Records supplied below:

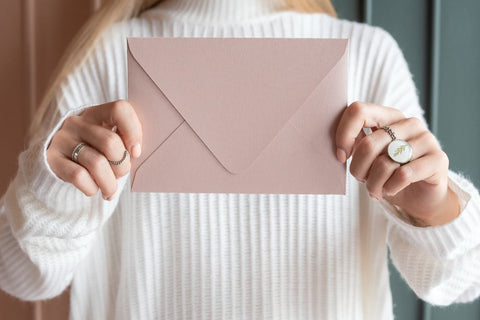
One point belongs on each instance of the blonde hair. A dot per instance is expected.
(110, 12)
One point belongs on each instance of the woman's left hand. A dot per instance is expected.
(419, 187)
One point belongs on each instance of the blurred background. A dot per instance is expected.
(440, 40)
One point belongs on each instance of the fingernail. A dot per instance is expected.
(136, 150)
(388, 194)
(341, 155)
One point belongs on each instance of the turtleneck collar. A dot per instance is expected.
(218, 11)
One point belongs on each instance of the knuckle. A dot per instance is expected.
(123, 169)
(414, 122)
(404, 174)
(78, 176)
(71, 121)
(355, 171)
(383, 164)
(110, 143)
(121, 107)
(98, 162)
(90, 192)
(110, 188)
(367, 145)
(445, 160)
(429, 138)
(356, 109)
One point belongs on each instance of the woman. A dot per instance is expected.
(231, 256)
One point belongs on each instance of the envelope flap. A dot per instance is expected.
(236, 93)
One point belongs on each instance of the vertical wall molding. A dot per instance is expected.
(435, 6)
(366, 11)
(29, 55)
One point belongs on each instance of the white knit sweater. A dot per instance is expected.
(229, 256)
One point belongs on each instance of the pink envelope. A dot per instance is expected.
(238, 115)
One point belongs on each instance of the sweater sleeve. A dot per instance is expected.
(47, 226)
(441, 264)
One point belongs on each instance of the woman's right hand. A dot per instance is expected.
(94, 127)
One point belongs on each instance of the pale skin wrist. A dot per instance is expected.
(443, 213)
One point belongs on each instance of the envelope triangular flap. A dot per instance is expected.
(236, 93)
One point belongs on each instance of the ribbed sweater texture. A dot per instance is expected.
(229, 256)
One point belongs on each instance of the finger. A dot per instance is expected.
(100, 170)
(370, 147)
(69, 171)
(121, 114)
(105, 141)
(428, 168)
(357, 116)
(382, 169)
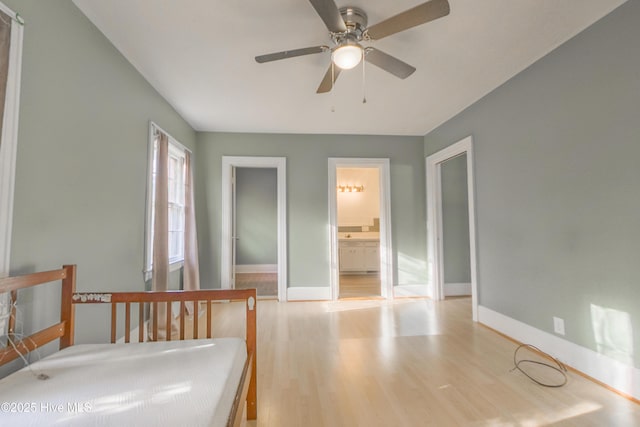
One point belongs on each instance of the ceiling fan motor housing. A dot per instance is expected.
(355, 20)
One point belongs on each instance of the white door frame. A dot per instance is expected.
(386, 252)
(228, 163)
(434, 220)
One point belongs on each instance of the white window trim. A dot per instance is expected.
(174, 264)
(8, 147)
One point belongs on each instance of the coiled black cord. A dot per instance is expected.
(559, 366)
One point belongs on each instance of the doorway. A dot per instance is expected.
(358, 215)
(253, 260)
(461, 153)
(360, 228)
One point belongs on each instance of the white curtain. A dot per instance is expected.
(5, 44)
(160, 270)
(191, 271)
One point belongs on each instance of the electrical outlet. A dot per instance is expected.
(558, 325)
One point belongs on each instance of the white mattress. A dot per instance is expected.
(181, 383)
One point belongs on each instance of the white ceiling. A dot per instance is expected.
(199, 55)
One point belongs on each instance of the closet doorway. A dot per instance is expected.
(255, 237)
(249, 257)
(360, 228)
(460, 153)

End of Records supplied.

## [Task instructions]
Leaving out every picture, repeat the records above exactly as they stand.

## [Exercise answer]
One point belongs on each instance of the blonde hair. A dot per instance is expected.
(110, 12)
One point belongs on each instance of the woman's left hand. A dot per instance is expected.
(419, 187)
One point belongs on each instance of the blurred background. A dot per instance is expected.
(440, 40)
One point belongs on each instance of the fingernail. A dot per instance is expected.
(136, 150)
(388, 194)
(341, 155)
One point belongs on each instance of the turtleneck collar. A dot per instance is expected.
(218, 11)
One point belongs on each instance of the knuckle. A dot per instance is expected.
(123, 169)
(414, 122)
(404, 174)
(78, 176)
(71, 121)
(355, 171)
(383, 164)
(110, 143)
(121, 107)
(98, 162)
(90, 192)
(110, 188)
(367, 145)
(445, 160)
(429, 138)
(356, 109)
One point belongs on each instance of the woman. A dot per instance is expected.
(231, 256)
One point belongs on each instance of the envelope flap. A dot per instance is expected.
(236, 93)
One point belongs on each instance of the vertical wall molding. A dot per instance is expected.
(435, 6)
(366, 11)
(29, 55)
One point belongs on each instance of the white knit sweater. A dot per instance is expected.
(229, 256)
One point belongs on each instance of the pink envelope. A dot per instance is expected.
(238, 115)
One point belongs on each instance of the sweater sleeve. A dot per instance is expected.
(47, 226)
(441, 264)
One point belongs on each instance of the woman's right hand. A dot per instance is expected.
(94, 127)
One point belongs on each instance of the pale skin wrist. A dot per instance is expected.
(443, 213)
One point belongs on each instance of the envelope triangular flap. A dot per instance is expected.
(236, 93)
One point belongs on each instance of the ribbed sweater texture. A dot per instance is expected.
(229, 256)
One point belongs on each instance of the finger. A dot per instance is expected.
(100, 170)
(370, 147)
(69, 171)
(121, 114)
(105, 141)
(428, 168)
(357, 116)
(382, 169)
One point belongs on each instance of the ceiling fan motor housing. A dot per instance is expected.
(355, 20)
One point belongs on each instance of the white door frame. A dot per instance is expected.
(386, 252)
(228, 163)
(434, 220)
One point belongs on each instance of the white window trim. A dot per instance is expected.
(174, 264)
(8, 147)
One point belongs on each instance of the coiled black cord. A dot per instance is expected.
(559, 366)
One point belongs on each instance of the doorway. A dot per instance is expected.
(358, 215)
(253, 260)
(461, 153)
(360, 228)
One point belongs on each instance of the white curtain. A dot per instance is expected.
(5, 44)
(160, 270)
(191, 271)
One point belongs on each instance of the electrical outlet. A dot per instance is expected.
(558, 325)
One point belongs on each instance of the white mattress. A dot per instance is expected.
(181, 383)
One point belongs on each instance of the white ceiling. A dot per instance is expected.
(199, 55)
One point belongs on each instance of the closet doorway. A dot per instance is expected.
(255, 237)
(249, 257)
(360, 228)
(460, 153)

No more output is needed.